* **Consegna**
Nel brano su Monsanto, individua i Paesi d'Europa che restano nell'agenda della multinazionale. Elencali tutti.
++++ Brano scelto ++++
Monsanto saluta l'Europa, il Regno Unito si candida a sostenerlo. L'Italia vota la clausola di salvaguardia
In un'intervista rilasciata al giornale "Investigative Reporting Denmark", la multinazionale dell'agroalimentare Monsanto -attraverso Brandon Mitchener, capo Affari Pubblici per Monsanto in Europa e in Medio Oriente- ha dato conto dell'interruzione di ogni frammento di produzione di mais geneticamente modificato nel Vecchio continente. Una notizia di non poco conto che è passata sotto silenzio. I Paesi d'Europa che resisteranno nell'agenda Monsanto rimangono Spagna, Portogallo e Repubblica Ceca.
Il piccolo passo indietro di Monsanto giunge dopo mesi di mobilitazioni su scala europea, culminati il 25 maggio scorso con la "March against Monsanto", in 436 città, dove associazioni, movimenti e singoli cittadini hanno partecipato ad una protesta su scala globale contro i semi e il cibo geneticamente modificato prodotti dalla multinazionale.
Aria ben diversa si respira nel Regno Unito, dove il ministro dell’Ambiente Owen Paterson, con la scusa della liberalizzazione del settore e dell'incremento della produttività, ha dato conto ai media nazionali di un suo imminente viaggio a Bruxelles per far invertire la rotta alla Commissione europea, allentando le maglie poste intorno al granturco geneticamente modificato.
In Italia, si è fermi al 23 maggio scorso, quando è stata approvata dal Senato la richiesta al governo di varare il decreto sulla clausola di salvaguardia che consente ad uno Stato di vietare la coltivazione di prodotti transgenici per motivi sanitari o di tutela ambientale. Ricerca scientifica pubblica in materia agricola intesa a "rafforzare la già efficace opera di monitoraggio e controllo posta in essere con il coinvolgimento del corpo forestale dello stato, per evitare la contaminazione tra colture geneticamente modificate e non e per controllare l'eventuale presenza di sementi transgeniche non autorizzate", questo l'impegno dell'Italia.
++++ Dati forniti ++++
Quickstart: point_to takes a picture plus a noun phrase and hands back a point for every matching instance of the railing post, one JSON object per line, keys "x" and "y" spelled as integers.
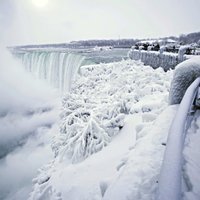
{"x": 169, "y": 187}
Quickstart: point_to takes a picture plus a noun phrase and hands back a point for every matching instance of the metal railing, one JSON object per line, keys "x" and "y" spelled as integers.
{"x": 170, "y": 180}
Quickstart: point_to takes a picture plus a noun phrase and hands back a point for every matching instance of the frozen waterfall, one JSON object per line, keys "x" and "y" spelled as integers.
{"x": 57, "y": 68}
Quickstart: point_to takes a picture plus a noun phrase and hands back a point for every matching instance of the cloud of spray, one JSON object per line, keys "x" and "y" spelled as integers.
{"x": 28, "y": 110}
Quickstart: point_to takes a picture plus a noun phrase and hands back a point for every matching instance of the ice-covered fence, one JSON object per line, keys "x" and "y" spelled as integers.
{"x": 156, "y": 59}
{"x": 170, "y": 180}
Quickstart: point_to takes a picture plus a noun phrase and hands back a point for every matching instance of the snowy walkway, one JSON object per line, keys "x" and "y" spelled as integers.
{"x": 126, "y": 169}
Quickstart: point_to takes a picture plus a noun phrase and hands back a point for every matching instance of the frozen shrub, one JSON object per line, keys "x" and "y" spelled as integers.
{"x": 184, "y": 75}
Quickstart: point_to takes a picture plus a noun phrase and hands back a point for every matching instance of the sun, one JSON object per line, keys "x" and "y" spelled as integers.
{"x": 40, "y": 3}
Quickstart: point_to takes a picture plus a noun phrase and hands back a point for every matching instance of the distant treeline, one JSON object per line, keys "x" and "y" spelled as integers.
{"x": 123, "y": 43}
{"x": 190, "y": 38}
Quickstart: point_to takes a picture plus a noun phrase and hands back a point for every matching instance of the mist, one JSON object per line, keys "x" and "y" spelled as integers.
{"x": 29, "y": 110}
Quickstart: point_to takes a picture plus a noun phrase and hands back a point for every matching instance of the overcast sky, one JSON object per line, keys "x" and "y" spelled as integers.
{"x": 26, "y": 22}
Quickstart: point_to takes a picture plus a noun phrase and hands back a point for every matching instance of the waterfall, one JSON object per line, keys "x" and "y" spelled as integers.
{"x": 57, "y": 68}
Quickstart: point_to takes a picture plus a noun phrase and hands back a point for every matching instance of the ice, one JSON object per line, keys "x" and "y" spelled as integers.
{"x": 184, "y": 74}
{"x": 108, "y": 100}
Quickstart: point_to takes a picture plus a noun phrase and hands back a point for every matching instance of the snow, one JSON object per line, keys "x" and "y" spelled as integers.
{"x": 156, "y": 59}
{"x": 191, "y": 158}
{"x": 184, "y": 74}
{"x": 29, "y": 110}
{"x": 109, "y": 142}
{"x": 130, "y": 156}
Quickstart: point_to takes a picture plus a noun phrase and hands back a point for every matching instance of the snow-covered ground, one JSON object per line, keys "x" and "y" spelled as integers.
{"x": 126, "y": 165}
{"x": 109, "y": 141}
{"x": 192, "y": 160}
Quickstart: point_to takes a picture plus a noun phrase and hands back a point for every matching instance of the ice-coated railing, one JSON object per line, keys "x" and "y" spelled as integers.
{"x": 170, "y": 180}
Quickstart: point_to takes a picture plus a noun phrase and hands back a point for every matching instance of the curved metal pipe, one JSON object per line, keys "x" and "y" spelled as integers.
{"x": 170, "y": 179}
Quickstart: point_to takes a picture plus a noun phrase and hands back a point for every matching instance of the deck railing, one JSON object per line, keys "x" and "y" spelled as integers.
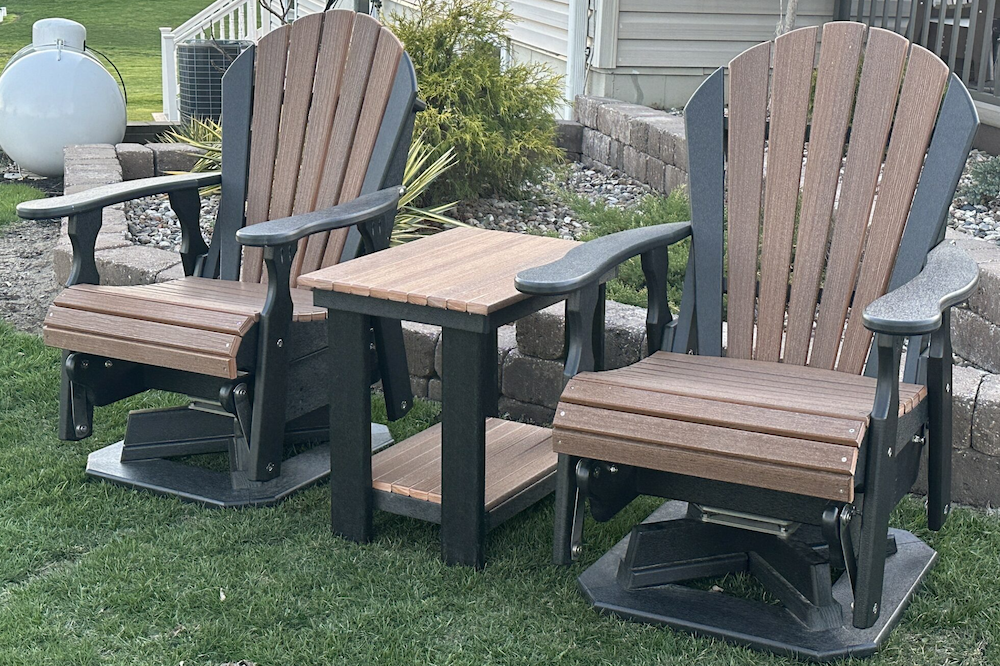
++++
* **Risposta**
Spagna
Portogallo
Repubblica Ceca